▶ REQUEST: Output, please, every line from the line that holds "treeline, one point per instance." to the end, exactly as written.

▶ STORED DATA:
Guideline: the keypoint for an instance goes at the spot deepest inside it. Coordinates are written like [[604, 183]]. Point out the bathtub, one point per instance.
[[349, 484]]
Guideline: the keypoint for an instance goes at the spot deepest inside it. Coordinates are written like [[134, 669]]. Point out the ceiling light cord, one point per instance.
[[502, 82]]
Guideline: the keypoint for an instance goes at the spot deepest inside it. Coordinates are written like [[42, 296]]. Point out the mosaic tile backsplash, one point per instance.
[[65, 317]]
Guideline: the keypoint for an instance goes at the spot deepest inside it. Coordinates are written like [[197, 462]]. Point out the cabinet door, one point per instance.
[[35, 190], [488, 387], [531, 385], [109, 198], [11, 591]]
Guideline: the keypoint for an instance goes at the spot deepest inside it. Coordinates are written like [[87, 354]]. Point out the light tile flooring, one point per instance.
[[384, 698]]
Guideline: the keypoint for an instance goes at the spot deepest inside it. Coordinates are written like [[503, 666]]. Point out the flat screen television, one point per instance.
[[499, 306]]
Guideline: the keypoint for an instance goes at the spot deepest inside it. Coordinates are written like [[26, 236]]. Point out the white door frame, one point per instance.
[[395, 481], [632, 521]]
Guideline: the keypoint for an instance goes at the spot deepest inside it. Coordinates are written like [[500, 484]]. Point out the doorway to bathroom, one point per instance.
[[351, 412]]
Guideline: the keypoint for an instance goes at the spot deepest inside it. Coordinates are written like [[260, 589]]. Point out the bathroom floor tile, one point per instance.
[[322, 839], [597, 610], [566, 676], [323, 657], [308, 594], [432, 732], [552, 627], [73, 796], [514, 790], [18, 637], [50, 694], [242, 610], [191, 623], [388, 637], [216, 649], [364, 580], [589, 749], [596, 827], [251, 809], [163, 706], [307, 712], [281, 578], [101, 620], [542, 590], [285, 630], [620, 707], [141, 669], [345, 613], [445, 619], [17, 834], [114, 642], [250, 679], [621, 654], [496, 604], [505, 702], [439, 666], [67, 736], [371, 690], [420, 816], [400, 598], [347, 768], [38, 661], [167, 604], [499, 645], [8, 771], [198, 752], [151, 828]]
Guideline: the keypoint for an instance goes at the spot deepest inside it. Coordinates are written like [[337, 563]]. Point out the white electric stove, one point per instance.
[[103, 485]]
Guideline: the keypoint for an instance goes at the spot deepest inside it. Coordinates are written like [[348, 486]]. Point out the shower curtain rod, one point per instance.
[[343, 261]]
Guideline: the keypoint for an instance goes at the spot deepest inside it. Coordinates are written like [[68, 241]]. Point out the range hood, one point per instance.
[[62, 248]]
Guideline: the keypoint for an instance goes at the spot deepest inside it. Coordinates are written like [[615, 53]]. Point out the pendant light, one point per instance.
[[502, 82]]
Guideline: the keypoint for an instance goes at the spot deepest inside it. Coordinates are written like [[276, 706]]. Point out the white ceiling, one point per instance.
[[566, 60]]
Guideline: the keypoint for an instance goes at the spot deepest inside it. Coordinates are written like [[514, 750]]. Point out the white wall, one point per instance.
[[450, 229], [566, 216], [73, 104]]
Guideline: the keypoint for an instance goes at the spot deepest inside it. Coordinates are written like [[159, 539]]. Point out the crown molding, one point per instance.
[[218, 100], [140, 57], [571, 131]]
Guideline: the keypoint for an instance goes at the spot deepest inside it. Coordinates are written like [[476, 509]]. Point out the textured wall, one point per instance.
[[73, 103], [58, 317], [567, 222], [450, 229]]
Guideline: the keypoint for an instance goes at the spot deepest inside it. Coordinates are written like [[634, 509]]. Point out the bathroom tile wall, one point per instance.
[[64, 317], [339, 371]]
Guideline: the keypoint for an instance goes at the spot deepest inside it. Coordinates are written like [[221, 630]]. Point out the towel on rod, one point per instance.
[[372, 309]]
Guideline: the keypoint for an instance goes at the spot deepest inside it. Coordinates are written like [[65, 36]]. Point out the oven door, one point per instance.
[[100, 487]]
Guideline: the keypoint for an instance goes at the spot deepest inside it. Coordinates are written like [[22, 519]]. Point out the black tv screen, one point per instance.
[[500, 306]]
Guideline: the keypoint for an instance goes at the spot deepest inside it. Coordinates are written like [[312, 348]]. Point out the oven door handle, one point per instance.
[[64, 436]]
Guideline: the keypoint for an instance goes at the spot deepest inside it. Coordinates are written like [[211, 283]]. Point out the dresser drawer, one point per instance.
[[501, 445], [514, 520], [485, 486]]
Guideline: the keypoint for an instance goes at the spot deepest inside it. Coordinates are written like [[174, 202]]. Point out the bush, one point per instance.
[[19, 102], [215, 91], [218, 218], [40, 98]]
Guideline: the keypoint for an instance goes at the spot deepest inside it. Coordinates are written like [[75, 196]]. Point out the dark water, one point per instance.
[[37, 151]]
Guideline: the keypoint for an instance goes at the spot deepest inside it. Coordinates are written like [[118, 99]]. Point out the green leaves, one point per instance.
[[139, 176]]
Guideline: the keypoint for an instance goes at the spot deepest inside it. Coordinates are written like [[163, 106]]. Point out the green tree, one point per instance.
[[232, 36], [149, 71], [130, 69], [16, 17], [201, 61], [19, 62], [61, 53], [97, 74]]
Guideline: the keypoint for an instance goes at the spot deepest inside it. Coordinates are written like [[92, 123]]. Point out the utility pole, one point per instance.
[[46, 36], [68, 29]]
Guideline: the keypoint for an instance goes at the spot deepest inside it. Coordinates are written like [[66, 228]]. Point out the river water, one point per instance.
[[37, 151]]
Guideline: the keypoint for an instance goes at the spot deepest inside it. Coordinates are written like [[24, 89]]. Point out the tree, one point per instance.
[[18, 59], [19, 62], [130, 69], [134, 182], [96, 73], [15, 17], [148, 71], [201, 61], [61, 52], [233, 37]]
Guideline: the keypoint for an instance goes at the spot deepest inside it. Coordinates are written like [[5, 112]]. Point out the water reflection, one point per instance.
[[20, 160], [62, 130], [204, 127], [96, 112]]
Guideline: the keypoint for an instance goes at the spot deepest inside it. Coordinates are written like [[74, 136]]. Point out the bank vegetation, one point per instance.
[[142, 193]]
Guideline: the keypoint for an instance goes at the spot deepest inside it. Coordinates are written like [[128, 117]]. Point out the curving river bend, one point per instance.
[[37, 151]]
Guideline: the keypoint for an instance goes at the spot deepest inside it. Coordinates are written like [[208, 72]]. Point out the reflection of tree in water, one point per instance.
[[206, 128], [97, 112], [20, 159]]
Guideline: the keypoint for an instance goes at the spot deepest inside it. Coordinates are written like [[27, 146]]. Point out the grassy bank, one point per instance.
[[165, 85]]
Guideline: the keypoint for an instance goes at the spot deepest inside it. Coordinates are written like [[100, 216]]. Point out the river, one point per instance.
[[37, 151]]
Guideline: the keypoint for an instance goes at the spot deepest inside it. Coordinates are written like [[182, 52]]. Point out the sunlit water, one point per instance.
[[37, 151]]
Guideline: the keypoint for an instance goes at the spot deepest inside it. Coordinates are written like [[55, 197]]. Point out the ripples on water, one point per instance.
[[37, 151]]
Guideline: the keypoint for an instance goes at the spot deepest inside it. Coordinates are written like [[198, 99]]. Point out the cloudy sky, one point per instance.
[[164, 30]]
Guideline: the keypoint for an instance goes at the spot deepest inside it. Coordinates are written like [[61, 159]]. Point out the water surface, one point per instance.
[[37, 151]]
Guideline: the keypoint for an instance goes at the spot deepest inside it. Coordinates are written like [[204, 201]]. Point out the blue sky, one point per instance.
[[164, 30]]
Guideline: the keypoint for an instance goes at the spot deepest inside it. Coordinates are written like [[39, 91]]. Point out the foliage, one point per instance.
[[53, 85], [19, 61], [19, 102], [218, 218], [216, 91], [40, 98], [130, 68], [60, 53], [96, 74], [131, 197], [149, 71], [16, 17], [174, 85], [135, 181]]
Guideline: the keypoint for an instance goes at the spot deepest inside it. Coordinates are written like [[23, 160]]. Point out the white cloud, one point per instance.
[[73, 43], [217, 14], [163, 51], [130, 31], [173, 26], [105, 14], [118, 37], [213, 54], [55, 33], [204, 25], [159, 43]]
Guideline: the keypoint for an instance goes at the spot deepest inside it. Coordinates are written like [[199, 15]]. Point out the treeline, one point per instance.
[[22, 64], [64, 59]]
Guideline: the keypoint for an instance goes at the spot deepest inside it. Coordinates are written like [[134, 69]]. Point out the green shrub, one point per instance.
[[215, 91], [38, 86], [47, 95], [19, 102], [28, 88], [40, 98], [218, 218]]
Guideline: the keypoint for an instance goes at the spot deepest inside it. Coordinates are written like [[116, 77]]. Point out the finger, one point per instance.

▶ TASK OUTPUT:
Guideline: the keypoint for an instance goes at the spot deepest inside it. Coordinates are written like [[199, 15]]. Point out the treeline, one point per instance.
[[22, 64], [64, 59]]
Guideline: the keypoint for an instance goes at the spot deepest inside it. Coordinates are written like [[134, 69]]. Point out the green shrub, one point per instance.
[[215, 91], [38, 86], [47, 95], [19, 102], [28, 88], [40, 98], [218, 218]]
Guideline: the keypoint for an instance goes at the spot deepest inside it. Coordinates are written like [[116, 77]]. Point out the finger, one point per instance.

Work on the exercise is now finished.